Without including any pictures, please copy every entry below exactly.

Image point grounding data
_ _ _ _

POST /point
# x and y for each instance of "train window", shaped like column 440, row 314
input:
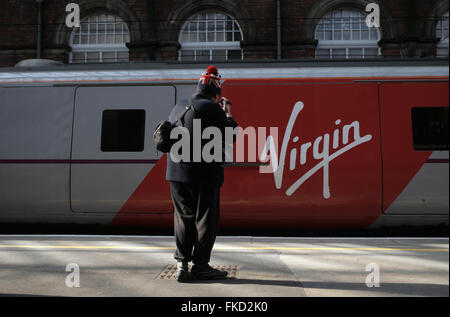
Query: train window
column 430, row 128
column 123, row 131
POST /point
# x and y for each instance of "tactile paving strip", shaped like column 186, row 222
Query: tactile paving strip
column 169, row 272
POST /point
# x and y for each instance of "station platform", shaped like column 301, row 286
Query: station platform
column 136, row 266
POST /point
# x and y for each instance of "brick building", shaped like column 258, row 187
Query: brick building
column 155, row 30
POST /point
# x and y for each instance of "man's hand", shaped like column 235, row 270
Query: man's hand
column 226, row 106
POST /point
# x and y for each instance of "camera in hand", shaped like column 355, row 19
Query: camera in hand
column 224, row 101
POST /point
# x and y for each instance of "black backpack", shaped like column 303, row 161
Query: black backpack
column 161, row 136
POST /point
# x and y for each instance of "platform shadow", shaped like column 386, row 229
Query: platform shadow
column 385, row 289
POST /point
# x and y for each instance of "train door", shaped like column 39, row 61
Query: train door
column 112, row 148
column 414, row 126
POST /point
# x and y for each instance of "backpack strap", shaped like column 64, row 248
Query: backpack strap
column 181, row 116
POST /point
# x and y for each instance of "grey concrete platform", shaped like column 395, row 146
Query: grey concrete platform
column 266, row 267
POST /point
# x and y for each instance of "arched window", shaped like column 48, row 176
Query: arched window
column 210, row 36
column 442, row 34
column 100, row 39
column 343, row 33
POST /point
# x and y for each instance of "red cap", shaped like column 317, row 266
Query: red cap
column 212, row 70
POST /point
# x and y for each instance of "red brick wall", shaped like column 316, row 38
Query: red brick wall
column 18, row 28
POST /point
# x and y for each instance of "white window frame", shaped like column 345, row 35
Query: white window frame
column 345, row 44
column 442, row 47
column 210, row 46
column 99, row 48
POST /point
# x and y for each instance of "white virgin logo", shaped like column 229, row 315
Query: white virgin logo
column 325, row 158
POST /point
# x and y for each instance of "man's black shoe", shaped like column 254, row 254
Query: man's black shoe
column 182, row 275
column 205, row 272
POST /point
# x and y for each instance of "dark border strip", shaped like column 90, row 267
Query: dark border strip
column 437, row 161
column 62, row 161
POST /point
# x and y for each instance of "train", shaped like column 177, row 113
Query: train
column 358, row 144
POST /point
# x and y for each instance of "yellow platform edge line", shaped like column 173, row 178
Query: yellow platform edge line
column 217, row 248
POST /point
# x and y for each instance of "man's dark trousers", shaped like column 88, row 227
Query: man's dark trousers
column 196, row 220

_ _ _ _

◆ ANSWER BOX ◆
POST /point
# x and y for each instance of "train window", shaped like column 440, row 314
input:
Query: train window
column 430, row 128
column 123, row 131
POST /point
# x and y for each instance of "tactile paving strip", shaped like column 186, row 222
Query: tactile paving strip
column 169, row 272
POST /point
# x and y for each instance of "station platform", shaped like column 301, row 286
Query: station platform
column 136, row 266
POST /point
# x and y for each instance of "brick building", shaped like column 258, row 187
Query: brick building
column 155, row 30
POST /point
# x and y for each instance of "man's hand", shaped like column 235, row 270
Query: man's hand
column 226, row 106
POST /point
# x and y for each instance of "camera in hand", shaped like column 355, row 19
Query: camera in hand
column 224, row 101
POST /point
# x and y for each instance of "black backpack", shaped like column 303, row 161
Query: black backpack
column 161, row 136
POST /point
# x and y for each instance of "platform shadow", shaped like column 386, row 229
Query: platform shadow
column 385, row 289
POST /point
# x and y for each instance of "train door", shaped like column 39, row 61
Query: train door
column 112, row 148
column 414, row 126
POST /point
# x and y for each instance of "backpack strap", shaped like column 64, row 248
Query: backpack strap
column 181, row 116
POST /point
# x and y for each instance of "grey concrete platform", shaped like column 395, row 146
Query: grey concrete platform
column 266, row 267
POST /point
# x and y for each instance of "arched window", shaped like column 48, row 176
Query: arched window
column 210, row 36
column 442, row 34
column 100, row 39
column 343, row 33
POST /point
# x and y for each instance of "red cap", shaped like column 317, row 266
Query: red cap
column 212, row 70
POST /point
# x and y for each instance of "red brick wall", shaped like column 316, row 38
Query: red brick wall
column 18, row 28
POST /point
# x and y for each instance of "white window frame", shaped like column 345, row 35
Query: white window frame
column 345, row 44
column 442, row 47
column 210, row 46
column 99, row 48
POST /point
# x and y for each instance of "white virgin logo", shaped like column 229, row 315
Query: white virgin logo
column 325, row 158
POST /point
# x and y for each instance of "man's black shoe", shaped like column 254, row 254
Query: man's black shoe
column 182, row 275
column 205, row 272
POST /point
# x and y for each instance of "dark border strip", shaped like column 90, row 267
Query: dark border strip
column 437, row 161
column 62, row 161
POST /point
# x and y for each instance of "train", shaped like column 177, row 113
Query: train
column 358, row 144
POST /point
# x and y for each instance of "yellow platform edge line", shaped like column 173, row 178
Query: yellow platform edge line
column 217, row 248
POST /point
# x and y for each instance of "man's dark trousers", shaped like column 88, row 227
Query: man's dark trousers
column 196, row 220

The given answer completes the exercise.